- _REQUIREMENTS_: Lay out the rows as a two-column CSV with the headers "text" and "answer", starting at the row that contains "For each instance of the tan dog's head" and ending at the last row, both included. Give one CSV line per row, with the row's text and its answer each in a single quoted field and line breaks replaced by spaces.

- _EXTRACTED RECORDS_:
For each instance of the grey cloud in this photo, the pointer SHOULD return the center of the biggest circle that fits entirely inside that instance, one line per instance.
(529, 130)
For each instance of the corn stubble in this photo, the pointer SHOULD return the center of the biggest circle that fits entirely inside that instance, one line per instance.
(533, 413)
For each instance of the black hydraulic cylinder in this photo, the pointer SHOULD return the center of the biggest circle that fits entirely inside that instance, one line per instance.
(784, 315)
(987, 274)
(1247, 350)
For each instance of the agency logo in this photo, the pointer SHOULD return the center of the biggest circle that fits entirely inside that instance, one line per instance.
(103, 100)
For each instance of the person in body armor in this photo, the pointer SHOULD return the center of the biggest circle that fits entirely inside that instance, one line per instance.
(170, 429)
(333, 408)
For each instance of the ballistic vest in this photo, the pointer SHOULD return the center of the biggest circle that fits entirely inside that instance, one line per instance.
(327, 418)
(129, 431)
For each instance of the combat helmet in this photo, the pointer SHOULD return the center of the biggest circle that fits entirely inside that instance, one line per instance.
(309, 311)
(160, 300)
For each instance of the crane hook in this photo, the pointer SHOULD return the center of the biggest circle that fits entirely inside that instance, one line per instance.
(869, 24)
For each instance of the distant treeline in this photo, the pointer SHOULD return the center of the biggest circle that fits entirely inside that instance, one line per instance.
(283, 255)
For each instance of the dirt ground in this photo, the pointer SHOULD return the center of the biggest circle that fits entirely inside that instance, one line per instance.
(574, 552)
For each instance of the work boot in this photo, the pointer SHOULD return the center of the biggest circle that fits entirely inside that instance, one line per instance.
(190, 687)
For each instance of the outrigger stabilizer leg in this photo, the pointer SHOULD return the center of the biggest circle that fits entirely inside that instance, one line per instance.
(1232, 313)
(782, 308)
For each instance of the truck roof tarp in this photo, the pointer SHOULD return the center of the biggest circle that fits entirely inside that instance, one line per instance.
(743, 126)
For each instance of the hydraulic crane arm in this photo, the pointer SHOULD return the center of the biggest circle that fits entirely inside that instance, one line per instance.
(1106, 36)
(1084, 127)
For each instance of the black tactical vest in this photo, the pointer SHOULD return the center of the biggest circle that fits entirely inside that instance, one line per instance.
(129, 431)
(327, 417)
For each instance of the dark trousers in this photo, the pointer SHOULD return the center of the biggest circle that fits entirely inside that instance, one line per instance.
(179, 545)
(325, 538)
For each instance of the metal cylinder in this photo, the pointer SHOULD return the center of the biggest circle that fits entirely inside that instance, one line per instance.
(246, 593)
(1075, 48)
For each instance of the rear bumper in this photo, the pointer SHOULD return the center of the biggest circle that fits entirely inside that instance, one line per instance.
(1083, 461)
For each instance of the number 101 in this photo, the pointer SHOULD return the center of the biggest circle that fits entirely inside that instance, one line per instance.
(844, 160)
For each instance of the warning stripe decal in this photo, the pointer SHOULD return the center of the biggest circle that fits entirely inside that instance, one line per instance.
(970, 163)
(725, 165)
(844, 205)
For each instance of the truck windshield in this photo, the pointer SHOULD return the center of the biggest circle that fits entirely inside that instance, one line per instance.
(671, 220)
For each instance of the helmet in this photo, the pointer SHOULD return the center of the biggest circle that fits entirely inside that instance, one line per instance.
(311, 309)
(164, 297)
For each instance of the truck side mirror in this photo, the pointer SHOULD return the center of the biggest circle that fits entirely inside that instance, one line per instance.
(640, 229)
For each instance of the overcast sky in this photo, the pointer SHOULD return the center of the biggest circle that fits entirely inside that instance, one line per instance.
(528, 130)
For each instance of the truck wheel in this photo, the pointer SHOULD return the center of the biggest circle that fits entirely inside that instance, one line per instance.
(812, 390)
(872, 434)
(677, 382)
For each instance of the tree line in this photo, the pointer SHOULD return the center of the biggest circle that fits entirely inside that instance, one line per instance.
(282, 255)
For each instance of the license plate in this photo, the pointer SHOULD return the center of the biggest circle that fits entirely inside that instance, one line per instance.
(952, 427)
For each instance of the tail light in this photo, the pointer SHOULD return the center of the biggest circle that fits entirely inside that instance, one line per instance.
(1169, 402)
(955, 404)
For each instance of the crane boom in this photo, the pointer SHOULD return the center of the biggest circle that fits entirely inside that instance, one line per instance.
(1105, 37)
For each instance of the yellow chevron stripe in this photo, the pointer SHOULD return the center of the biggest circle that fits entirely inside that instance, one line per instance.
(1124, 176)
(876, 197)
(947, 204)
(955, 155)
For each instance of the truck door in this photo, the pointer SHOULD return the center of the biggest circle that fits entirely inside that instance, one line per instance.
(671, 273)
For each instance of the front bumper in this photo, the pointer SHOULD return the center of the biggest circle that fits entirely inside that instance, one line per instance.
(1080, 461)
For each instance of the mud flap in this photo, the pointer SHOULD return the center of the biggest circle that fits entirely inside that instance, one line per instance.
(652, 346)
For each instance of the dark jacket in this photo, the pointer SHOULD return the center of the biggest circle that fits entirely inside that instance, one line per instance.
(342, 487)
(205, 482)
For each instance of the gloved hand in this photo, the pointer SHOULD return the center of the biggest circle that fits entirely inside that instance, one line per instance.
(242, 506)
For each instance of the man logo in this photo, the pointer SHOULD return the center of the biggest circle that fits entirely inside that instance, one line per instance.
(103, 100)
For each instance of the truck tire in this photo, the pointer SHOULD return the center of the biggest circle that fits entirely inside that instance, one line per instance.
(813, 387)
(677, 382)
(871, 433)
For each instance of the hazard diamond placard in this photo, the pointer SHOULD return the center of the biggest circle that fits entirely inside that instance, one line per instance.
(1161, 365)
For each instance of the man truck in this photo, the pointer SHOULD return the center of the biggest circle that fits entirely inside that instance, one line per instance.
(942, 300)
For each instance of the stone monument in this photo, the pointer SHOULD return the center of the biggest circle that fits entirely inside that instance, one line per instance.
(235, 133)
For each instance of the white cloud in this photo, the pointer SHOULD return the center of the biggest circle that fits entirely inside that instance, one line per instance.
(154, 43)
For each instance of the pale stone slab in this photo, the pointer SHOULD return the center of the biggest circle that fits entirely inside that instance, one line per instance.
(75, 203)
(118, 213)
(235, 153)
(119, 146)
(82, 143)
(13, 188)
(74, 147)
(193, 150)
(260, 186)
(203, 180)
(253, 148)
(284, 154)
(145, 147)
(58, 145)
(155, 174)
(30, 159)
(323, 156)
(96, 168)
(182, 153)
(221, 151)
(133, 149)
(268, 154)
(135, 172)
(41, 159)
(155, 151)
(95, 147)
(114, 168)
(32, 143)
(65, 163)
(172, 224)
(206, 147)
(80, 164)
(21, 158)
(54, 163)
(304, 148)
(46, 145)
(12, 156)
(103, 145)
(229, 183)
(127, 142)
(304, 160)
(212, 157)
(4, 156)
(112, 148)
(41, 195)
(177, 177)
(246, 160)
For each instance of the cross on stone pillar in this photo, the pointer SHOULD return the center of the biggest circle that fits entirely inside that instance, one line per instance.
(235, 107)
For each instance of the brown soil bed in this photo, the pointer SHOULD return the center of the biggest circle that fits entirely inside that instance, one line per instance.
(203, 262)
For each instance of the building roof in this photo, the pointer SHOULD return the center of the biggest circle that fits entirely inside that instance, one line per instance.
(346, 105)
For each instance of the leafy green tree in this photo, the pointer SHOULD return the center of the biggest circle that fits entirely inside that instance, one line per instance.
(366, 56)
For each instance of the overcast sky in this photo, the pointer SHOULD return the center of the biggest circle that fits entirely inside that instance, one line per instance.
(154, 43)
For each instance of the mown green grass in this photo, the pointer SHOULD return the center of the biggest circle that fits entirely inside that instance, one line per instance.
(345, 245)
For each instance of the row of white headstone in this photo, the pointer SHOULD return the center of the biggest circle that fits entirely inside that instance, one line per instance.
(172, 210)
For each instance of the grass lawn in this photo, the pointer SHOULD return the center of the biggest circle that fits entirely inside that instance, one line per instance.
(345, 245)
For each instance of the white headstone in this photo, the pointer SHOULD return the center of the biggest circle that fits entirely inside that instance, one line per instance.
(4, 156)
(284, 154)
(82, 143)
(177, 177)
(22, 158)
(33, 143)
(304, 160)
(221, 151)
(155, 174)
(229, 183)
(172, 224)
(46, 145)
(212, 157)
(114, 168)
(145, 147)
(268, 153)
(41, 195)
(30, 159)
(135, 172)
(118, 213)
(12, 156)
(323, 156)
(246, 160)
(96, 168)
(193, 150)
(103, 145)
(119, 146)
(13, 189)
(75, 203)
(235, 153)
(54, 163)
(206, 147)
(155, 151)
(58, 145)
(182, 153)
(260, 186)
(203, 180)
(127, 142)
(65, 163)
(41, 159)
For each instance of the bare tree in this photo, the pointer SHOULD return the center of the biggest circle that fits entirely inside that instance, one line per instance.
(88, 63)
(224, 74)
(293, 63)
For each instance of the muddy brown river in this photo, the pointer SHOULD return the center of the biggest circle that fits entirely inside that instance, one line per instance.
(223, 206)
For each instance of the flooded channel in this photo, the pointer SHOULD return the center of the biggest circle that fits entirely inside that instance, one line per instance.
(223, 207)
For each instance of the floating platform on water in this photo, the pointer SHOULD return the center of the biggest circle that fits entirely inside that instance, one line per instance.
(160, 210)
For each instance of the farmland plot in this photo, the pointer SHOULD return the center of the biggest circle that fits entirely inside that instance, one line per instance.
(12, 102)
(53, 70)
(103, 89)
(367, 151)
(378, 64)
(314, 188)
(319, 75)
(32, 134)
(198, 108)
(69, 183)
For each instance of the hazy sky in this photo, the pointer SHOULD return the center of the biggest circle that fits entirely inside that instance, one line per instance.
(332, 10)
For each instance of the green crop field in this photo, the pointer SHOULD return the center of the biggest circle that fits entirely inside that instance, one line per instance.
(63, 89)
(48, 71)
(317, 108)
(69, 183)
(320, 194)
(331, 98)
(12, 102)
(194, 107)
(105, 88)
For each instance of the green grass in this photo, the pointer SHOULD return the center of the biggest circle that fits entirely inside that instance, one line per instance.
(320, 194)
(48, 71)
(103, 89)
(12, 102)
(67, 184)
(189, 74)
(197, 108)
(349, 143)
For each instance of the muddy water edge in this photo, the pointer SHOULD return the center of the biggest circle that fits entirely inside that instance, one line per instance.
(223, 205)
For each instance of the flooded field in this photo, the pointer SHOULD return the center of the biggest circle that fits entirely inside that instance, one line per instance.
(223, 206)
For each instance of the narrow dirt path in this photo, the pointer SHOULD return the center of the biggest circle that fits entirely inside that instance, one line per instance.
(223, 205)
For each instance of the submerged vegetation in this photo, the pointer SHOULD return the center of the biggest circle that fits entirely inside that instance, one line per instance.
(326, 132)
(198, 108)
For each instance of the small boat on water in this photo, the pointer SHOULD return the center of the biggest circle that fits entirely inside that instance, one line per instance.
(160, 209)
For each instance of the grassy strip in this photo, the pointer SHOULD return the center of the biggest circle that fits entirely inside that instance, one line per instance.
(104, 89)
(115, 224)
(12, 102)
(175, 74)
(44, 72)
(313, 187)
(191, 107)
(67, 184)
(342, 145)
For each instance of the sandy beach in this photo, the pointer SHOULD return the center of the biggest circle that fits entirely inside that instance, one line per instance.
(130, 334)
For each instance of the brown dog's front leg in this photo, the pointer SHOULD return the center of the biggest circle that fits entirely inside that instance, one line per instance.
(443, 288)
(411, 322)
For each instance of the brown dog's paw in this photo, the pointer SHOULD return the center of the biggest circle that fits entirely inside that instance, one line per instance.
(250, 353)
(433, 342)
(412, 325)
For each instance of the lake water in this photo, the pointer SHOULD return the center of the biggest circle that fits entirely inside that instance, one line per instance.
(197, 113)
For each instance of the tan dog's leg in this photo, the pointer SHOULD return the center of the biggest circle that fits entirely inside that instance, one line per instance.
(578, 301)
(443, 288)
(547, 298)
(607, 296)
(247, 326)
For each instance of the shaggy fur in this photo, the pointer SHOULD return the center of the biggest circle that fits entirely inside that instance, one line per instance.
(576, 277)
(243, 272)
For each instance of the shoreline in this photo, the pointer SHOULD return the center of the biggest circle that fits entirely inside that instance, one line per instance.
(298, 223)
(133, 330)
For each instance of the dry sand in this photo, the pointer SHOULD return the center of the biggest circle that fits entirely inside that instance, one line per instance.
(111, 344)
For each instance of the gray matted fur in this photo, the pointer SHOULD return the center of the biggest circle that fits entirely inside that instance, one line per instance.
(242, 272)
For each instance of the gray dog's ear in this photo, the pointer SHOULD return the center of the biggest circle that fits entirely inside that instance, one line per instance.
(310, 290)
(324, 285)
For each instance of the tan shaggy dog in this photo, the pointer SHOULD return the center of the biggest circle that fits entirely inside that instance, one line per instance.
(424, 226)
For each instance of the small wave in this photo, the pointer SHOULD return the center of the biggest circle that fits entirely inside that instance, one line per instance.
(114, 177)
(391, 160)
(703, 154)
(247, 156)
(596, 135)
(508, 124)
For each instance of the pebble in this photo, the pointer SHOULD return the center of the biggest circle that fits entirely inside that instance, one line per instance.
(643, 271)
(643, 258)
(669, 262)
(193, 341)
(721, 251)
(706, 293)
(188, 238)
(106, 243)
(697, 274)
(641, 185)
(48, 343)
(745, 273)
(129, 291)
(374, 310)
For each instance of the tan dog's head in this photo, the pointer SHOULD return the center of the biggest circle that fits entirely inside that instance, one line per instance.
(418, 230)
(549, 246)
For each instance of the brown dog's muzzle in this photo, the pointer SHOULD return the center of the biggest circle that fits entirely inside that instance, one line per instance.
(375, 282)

- _WRITTEN SOLUTION_:
text,answer
"For each instance of the tan dog's head in this photo, the pointer SHOULD return the center of the biggest circle that fits entirely inside that instance, one line per instance.","(418, 230) (549, 246)"
"For each instance of the brown dog's muzzle in this photo, the pointer SHOULD return the center of the biggest circle that fits entirely inside that instance, one line per instance.","(375, 282)"